■ **WORK REQUIRED**
The expected output is exactly the lines below, starting at the line with "Label the woman's" and ending at the line with "Label the basketball", both included; no other line belongs in it.
-------
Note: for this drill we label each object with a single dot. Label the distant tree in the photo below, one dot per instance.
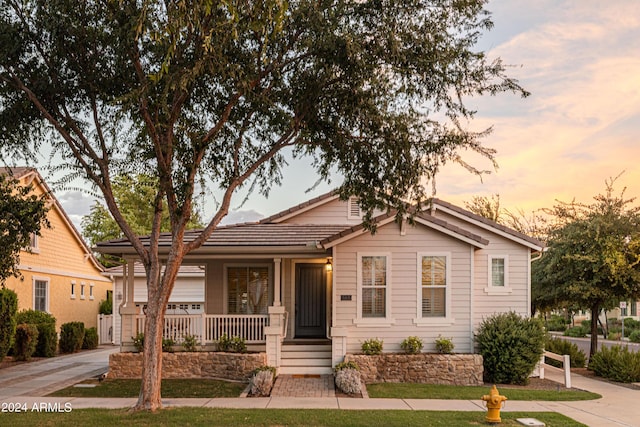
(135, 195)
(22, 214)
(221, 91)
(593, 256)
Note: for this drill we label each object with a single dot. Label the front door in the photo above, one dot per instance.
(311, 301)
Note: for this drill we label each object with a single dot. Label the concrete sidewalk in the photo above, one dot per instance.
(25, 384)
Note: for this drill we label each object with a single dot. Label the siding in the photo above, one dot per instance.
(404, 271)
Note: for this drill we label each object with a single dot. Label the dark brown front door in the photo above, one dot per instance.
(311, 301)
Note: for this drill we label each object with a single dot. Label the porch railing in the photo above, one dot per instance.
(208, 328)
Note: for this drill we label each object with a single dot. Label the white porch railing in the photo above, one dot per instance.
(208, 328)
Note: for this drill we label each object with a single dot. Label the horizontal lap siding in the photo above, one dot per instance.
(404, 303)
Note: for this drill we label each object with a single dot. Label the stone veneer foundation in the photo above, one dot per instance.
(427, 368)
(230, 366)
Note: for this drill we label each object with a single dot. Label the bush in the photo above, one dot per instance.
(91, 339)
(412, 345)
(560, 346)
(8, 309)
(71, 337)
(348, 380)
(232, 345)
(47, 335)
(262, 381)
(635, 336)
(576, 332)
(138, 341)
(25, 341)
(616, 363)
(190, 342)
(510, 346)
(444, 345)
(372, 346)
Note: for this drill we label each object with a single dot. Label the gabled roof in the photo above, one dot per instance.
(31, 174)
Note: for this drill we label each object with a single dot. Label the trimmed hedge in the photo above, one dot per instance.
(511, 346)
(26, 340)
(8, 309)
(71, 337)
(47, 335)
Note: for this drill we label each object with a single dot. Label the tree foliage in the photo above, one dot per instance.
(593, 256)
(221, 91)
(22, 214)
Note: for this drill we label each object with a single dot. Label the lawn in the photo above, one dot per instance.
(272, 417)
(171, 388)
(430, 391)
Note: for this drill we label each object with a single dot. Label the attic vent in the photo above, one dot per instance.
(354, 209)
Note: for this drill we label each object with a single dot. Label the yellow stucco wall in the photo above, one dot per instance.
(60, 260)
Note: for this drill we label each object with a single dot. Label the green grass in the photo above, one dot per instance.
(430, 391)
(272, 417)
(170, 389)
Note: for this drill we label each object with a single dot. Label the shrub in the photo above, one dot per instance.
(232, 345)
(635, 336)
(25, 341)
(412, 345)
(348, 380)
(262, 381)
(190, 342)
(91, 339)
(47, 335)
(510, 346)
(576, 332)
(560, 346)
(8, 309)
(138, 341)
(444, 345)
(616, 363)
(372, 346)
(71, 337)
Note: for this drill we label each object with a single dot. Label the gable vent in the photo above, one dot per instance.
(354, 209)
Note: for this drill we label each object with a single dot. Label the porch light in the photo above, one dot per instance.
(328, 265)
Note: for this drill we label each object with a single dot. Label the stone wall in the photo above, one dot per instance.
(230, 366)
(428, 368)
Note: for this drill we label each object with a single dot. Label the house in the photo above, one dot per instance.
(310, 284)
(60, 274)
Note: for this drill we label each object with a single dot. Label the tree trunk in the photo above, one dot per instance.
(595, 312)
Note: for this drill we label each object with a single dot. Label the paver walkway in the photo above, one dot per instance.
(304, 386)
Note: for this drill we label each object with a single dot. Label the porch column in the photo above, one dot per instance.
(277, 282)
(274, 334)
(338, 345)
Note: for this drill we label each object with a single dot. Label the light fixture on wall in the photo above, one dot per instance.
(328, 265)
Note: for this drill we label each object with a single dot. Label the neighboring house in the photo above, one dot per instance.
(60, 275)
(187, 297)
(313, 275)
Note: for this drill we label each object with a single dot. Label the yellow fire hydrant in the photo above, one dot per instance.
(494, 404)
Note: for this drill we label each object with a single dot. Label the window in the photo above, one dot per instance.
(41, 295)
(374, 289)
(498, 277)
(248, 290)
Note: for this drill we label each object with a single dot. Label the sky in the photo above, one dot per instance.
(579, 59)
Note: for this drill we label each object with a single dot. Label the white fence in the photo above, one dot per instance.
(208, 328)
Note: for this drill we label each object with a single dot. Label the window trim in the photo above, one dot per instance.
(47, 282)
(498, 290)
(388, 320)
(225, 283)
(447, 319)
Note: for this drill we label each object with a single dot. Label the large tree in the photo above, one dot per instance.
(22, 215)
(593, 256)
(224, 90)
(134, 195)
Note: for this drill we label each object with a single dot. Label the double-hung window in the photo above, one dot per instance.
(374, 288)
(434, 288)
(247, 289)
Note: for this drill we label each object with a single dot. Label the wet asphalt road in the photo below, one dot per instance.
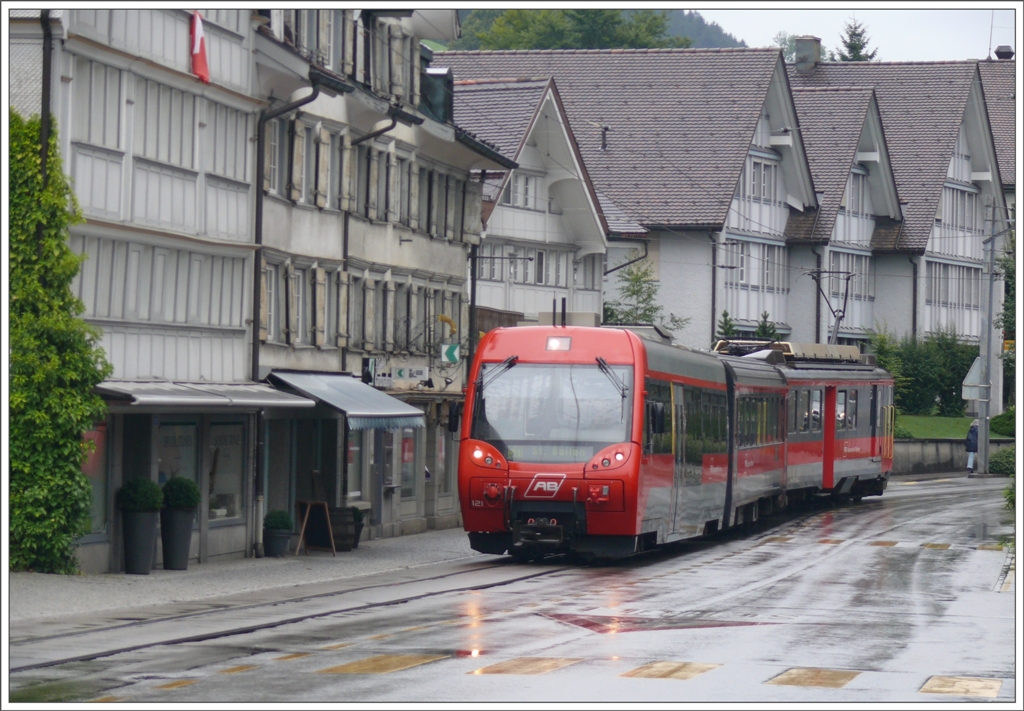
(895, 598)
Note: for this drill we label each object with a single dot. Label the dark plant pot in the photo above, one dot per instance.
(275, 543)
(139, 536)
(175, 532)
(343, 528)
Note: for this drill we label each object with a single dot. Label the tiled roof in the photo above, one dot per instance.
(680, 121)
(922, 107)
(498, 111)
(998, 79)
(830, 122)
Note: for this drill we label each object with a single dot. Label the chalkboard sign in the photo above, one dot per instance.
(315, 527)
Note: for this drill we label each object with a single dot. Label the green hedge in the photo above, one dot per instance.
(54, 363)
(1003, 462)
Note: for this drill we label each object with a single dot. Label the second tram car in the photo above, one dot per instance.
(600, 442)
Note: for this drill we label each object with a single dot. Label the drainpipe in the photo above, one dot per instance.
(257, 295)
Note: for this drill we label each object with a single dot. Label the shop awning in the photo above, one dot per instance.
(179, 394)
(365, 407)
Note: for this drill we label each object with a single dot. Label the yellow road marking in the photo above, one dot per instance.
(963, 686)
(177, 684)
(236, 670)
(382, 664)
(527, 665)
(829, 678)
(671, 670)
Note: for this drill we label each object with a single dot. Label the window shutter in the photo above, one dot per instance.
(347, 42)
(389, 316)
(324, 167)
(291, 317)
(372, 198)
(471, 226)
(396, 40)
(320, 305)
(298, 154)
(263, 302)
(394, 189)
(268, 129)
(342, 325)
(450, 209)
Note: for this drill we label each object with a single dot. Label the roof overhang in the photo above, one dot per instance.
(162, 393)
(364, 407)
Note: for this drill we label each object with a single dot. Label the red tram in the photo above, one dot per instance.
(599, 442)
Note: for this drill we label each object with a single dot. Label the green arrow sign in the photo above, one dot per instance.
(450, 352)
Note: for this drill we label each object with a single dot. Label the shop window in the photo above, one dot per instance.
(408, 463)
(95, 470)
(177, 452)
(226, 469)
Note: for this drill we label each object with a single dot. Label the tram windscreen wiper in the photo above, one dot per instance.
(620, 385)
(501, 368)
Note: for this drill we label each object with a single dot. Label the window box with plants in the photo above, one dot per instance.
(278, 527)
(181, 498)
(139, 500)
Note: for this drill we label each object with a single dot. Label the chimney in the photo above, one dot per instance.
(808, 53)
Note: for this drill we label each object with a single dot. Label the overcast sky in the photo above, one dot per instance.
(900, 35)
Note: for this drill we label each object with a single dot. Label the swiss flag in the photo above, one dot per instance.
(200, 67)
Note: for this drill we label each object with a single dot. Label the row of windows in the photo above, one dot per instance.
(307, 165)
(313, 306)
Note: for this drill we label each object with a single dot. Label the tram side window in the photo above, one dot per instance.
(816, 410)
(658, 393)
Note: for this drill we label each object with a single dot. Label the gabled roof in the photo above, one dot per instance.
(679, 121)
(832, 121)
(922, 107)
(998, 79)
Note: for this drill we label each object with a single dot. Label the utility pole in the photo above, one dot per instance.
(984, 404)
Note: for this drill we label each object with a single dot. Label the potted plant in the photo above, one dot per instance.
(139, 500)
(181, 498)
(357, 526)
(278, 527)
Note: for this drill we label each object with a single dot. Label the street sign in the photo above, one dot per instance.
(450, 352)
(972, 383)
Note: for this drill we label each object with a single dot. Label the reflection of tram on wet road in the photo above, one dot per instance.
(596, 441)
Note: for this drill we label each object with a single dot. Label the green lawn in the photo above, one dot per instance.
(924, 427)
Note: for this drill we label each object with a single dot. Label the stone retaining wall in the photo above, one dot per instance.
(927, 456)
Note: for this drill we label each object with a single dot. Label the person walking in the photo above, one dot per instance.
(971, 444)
-------
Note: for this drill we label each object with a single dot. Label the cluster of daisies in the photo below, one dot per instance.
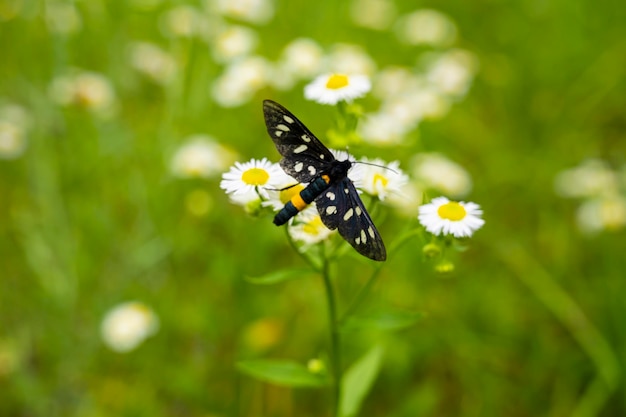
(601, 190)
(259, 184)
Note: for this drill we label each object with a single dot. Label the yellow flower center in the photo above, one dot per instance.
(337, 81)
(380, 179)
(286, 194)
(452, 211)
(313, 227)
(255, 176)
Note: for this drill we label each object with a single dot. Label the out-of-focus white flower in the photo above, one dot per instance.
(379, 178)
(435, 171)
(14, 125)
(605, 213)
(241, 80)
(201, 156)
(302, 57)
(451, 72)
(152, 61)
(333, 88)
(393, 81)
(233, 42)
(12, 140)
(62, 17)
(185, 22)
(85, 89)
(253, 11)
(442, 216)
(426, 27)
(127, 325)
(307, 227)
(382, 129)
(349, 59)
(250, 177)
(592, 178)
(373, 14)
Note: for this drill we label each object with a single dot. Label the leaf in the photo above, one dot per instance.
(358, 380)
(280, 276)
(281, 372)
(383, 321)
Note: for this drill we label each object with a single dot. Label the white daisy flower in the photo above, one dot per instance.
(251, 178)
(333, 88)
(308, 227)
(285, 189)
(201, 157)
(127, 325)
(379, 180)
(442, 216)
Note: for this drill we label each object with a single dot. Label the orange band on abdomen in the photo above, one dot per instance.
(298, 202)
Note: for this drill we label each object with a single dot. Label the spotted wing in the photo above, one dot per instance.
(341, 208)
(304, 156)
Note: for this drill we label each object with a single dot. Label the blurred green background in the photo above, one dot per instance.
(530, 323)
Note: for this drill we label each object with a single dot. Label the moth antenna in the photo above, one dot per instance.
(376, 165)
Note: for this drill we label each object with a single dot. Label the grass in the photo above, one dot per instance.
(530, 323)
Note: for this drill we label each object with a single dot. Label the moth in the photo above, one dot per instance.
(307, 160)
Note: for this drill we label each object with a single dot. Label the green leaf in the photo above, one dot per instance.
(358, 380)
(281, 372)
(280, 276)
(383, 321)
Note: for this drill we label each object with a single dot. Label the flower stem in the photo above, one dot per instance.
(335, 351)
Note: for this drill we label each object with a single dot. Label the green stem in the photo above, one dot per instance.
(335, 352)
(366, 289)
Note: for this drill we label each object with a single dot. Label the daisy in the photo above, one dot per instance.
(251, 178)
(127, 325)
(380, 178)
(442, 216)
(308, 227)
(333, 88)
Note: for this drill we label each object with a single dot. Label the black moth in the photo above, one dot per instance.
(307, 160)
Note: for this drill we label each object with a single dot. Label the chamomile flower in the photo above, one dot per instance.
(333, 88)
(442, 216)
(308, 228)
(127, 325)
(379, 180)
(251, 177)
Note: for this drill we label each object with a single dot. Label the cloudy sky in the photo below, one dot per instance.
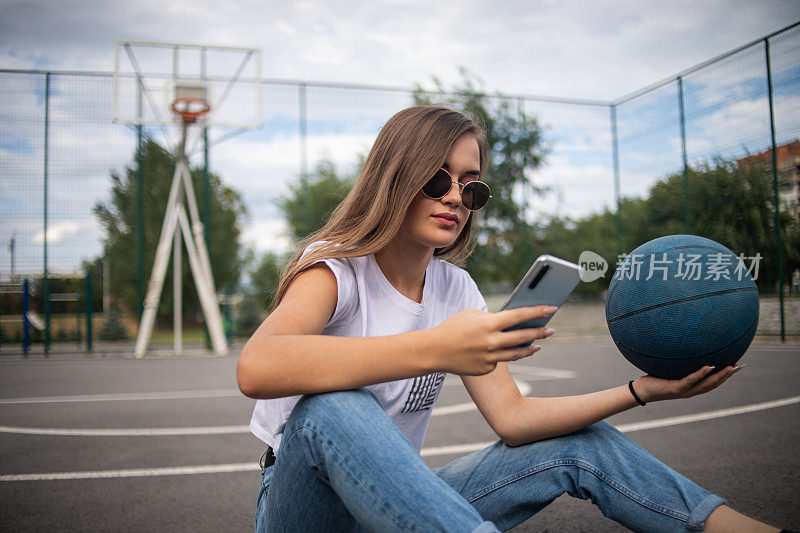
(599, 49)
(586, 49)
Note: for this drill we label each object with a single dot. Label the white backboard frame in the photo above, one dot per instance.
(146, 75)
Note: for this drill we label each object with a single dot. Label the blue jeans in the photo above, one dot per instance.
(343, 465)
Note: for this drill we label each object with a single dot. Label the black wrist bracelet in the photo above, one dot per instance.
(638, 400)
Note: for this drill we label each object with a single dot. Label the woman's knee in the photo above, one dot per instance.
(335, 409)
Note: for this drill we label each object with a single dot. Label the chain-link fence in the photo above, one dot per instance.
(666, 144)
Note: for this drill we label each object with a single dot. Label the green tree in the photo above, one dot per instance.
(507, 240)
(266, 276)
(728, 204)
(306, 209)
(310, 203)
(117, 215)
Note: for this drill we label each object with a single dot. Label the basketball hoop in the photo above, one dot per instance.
-------
■ **FINISHED TASK**
Note: for this drill we label each object with a single dot. Label the woman's knee in the photo above, one dot per instance.
(335, 409)
Note: for this drill we label each object with a single dot. Label the chain-link fence in the photo above, one dot per instance.
(666, 144)
Note: for this drill we label each object with a single dot. Label the green tree in the photo above, one dot per instance.
(507, 240)
(266, 276)
(728, 204)
(306, 209)
(310, 203)
(117, 215)
Note: for this drill we label each object with a single dot. Label the basketball hoop in the photo above, one dot per instance.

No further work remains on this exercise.